Exercise inputs:
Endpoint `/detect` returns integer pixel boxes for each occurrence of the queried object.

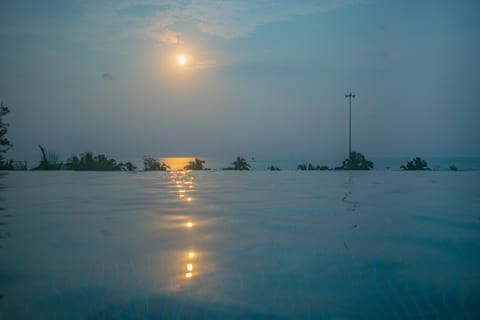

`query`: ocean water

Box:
[0,171,480,320]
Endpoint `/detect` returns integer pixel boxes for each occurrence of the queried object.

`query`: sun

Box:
[177,55,187,65]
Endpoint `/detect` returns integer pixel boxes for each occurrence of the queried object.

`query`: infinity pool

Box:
[0,171,480,320]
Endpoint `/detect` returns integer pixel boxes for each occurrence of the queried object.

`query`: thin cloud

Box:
[120,0,363,45]
[149,29,180,46]
[102,72,115,80]
[195,60,219,69]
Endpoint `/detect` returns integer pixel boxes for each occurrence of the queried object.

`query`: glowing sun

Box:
[177,55,187,65]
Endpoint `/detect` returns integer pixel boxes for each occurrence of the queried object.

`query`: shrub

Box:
[184,158,209,170]
[143,156,170,171]
[400,157,430,170]
[335,151,374,170]
[223,157,250,170]
[32,145,62,170]
[67,152,136,171]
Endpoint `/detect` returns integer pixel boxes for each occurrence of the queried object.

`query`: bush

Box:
[335,151,374,170]
[184,158,210,170]
[32,145,62,170]
[297,163,328,171]
[223,157,250,170]
[67,152,136,171]
[143,156,170,171]
[400,157,430,170]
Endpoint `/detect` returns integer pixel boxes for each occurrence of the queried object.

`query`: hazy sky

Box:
[0,0,480,161]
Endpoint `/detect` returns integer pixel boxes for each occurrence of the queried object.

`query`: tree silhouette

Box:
[335,151,374,170]
[66,152,136,171]
[223,157,250,170]
[400,157,430,170]
[297,163,328,171]
[32,145,62,170]
[184,158,207,170]
[0,102,13,166]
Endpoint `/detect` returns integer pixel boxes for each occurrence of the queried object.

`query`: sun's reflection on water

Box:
[170,171,202,279]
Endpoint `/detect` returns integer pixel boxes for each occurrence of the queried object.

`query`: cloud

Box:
[117,4,168,17]
[148,29,180,46]
[118,0,364,45]
[195,60,218,69]
[102,72,115,80]
[135,0,362,39]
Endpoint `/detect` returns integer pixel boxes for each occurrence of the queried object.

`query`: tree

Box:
[32,145,62,170]
[267,164,280,171]
[184,158,207,170]
[400,157,430,170]
[66,152,136,171]
[335,151,373,170]
[0,102,13,165]
[223,157,250,170]
[143,156,170,171]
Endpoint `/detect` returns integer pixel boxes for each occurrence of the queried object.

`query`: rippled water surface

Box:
[0,171,480,319]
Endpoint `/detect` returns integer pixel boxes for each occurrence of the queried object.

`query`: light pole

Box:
[345,92,355,159]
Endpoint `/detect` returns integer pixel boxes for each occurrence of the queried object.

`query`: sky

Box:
[0,0,480,162]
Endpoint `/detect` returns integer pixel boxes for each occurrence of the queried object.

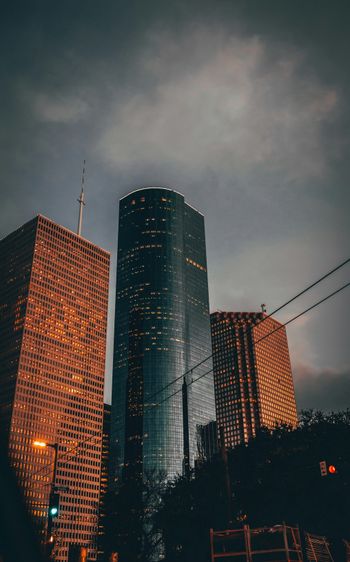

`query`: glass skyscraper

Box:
[111,187,215,480]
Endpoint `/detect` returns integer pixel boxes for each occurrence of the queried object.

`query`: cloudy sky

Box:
[0,0,350,409]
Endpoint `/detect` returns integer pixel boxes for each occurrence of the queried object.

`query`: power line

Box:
[255,281,350,344]
[31,264,350,482]
[148,254,350,400]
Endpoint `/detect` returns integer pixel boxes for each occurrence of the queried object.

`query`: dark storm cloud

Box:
[0,0,350,404]
[294,365,350,411]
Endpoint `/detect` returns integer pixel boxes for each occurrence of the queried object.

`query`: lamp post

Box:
[33,441,59,557]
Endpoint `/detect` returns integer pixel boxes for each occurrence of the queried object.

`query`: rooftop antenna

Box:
[77,160,86,236]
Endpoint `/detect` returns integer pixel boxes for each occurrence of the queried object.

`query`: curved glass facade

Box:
[111,188,215,478]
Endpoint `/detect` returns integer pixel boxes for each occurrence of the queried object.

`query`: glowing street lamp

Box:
[33,440,60,548]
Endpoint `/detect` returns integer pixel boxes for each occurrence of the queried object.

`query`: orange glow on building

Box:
[0,215,110,562]
[211,312,297,447]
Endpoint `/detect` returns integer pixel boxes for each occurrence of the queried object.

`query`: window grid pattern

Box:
[1,216,109,562]
[211,312,297,447]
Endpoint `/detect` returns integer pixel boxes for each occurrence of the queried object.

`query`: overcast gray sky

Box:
[0,0,350,409]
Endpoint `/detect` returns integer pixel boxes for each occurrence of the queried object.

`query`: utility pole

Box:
[219,426,232,526]
[182,372,192,478]
[77,160,85,236]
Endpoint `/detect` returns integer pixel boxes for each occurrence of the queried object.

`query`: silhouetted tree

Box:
[156,411,350,562]
[103,471,165,562]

Exercise directions:
List every line of the material that contains the word "water", treating uppercase and lowercase letters as distinct.

Written answer:
`query`: ocean water
`query`: sun's reflection on water
`query`: rippled water surface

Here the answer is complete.